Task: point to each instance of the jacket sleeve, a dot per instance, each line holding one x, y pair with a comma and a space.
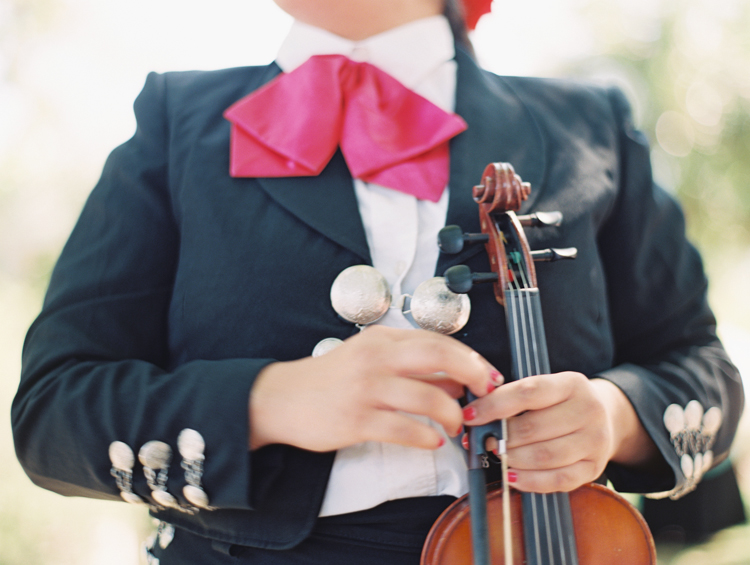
669, 361
98, 383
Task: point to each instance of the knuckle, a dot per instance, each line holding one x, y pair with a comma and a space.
523, 429
543, 456
528, 388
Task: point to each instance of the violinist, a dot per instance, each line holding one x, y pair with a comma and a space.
171, 365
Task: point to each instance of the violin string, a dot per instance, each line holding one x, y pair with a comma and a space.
512, 303
555, 539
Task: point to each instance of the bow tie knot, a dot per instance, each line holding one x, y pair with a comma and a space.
388, 134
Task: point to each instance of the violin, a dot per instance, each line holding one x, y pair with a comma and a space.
493, 525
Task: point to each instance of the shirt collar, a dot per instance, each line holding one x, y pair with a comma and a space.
409, 53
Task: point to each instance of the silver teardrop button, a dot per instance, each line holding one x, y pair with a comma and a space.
191, 445
360, 295
438, 309
121, 455
326, 345
155, 454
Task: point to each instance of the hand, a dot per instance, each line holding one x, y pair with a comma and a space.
563, 429
364, 390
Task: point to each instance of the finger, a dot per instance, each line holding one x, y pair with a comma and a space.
554, 480
549, 455
532, 393
417, 397
542, 425
394, 427
449, 386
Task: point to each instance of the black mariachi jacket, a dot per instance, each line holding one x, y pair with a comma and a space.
179, 284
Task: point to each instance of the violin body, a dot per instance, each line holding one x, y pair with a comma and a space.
591, 525
608, 531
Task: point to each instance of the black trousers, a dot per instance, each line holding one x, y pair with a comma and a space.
390, 534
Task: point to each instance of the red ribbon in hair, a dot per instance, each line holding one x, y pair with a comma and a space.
475, 9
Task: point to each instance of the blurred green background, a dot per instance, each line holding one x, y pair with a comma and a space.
70, 69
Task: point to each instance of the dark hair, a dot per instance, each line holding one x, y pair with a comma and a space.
454, 11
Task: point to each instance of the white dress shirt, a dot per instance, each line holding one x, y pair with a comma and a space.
402, 236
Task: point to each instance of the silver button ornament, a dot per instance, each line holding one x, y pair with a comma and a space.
360, 295
692, 431
123, 459
191, 446
436, 308
165, 534
155, 456
326, 345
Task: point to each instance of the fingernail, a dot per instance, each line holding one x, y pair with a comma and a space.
497, 376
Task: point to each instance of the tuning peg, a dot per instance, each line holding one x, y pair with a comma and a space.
541, 219
451, 239
554, 254
460, 279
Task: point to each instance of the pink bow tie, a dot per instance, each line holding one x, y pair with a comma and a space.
389, 135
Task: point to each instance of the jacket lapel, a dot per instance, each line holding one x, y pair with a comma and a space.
501, 129
326, 202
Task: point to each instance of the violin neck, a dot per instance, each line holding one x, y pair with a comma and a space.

========================================

WORK REQUIRED: Write out the records above line for line, every line exactly as it stands, and leave the pictures out of your answer.

RESPONSE FOR THIS EXERCISE:
Task: point to each instance of the jacket sleeve, a dot per instance, each line holding one x, y pair with a comma and a space.
669, 361
98, 383
Task: point to each instance of the knuckle, a dot per instance, each line holding one x, y pair with a comma and a space.
523, 429
543, 456
528, 388
Task: point to each instance of the violinist, a dot per instance, each line holding one x, y pair with a comma and a space.
171, 365
Task: point to each instance of the violin string, a dot per instance, each line holding one x, y pair with a comma and a space.
512, 303
555, 539
Task: point to each instance of the bow tie knot, a dot per instance, each line holding one x, y pair with a comma and a space.
388, 134
Task: point to each instance of the violin, a dot per instance, each line holding one x, y pair with a comma and a space.
493, 525
Task: point to each instance of the shirt collar, a dot per instance, each line holding one x, y pair with a comma and a space.
409, 53
Task: point to each instance of the silver teardrop button, a dot per instance, each line holding one x, y pair with a comma and a space.
191, 445
360, 295
438, 309
121, 455
326, 345
155, 454
Task: point to each instance of the hand, a dot per instance, each line holding one x, y pair with a comma and a space.
563, 429
364, 390
Task: point to each instance of the finger, a dot per instance, each line holding one x, y pair with a comma and a space.
554, 480
549, 455
532, 393
417, 397
542, 425
394, 427
449, 386
Task: point to each instance of the black mariachi jacket, a dot per instance, each line holding one x, y pair with a comma and a space.
179, 284
Task: point to each instance of the violin body, a dot per instance, each line holding one x, y pair with a comma and a space.
591, 525
608, 531
Task: point to each instance of the black trousers, a dot per instance, each line holding one x, y pair with a comma and a space.
390, 534
Task: point to each instance of the red ribbon in hair, a dot per instance, each line holding one x, y pair with a comma and a space.
475, 9
Task: point to each instance of the blurred green background, a dot per instance, each line holding one x, y pair with a comma and a space.
70, 69
Task: point to each instance of the dark hair, a dot per instance, each line holding one x, y pair with a comma and a space.
454, 11
Task: point to each instance of the white dress shirt, a dot per instance, each line holding one x, y pair with a comma and a space.
402, 236
Task: point to each instance of the silver button ornament, a dot per instance, each line holding one x, y pair with a comma and a space.
360, 295
692, 431
123, 459
191, 446
436, 308
165, 534
155, 456
326, 345
Task: point to each instance of the fingernail, a dot per instance, each line holding one x, y pair with a comma and a space.
497, 376
Task: point to each instance of the tuning peg, a dot per instance, each line holding one x, y pair with a comma and a space.
541, 219
451, 239
554, 254
460, 279
Task: point to each instance of the pink bow tie, a dot per instance, each line holding one x, y pair with a comma and a space.
389, 135
Task: point to each instance of the jacket lapel, a dot per instance, each line holding one x, y pair with a comma and a space.
501, 129
326, 202
Task: point to each instance of the violin neck, a dot per instance, each line holding one x, y pair with a comma and a space.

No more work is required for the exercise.